## Task description:
From the line that holds "point(85, 192)" down to the last line of the listing below, reproduce each line exactly and nothing more, omitting pictures.

## Data records:
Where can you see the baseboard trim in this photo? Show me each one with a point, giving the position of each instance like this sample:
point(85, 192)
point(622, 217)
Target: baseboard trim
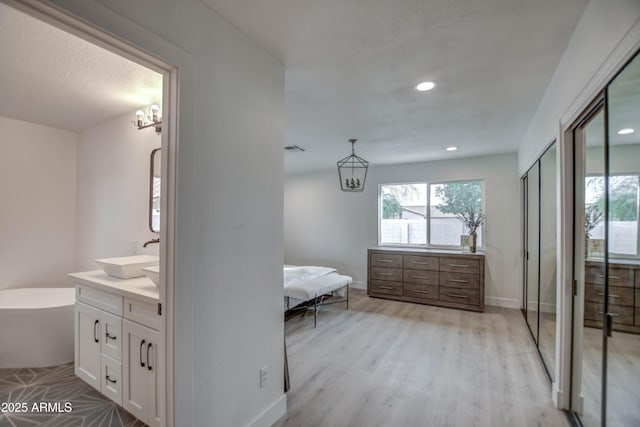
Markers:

## Answer to the exercise:
point(85, 192)
point(622, 217)
Target: baseboard trim
Markers:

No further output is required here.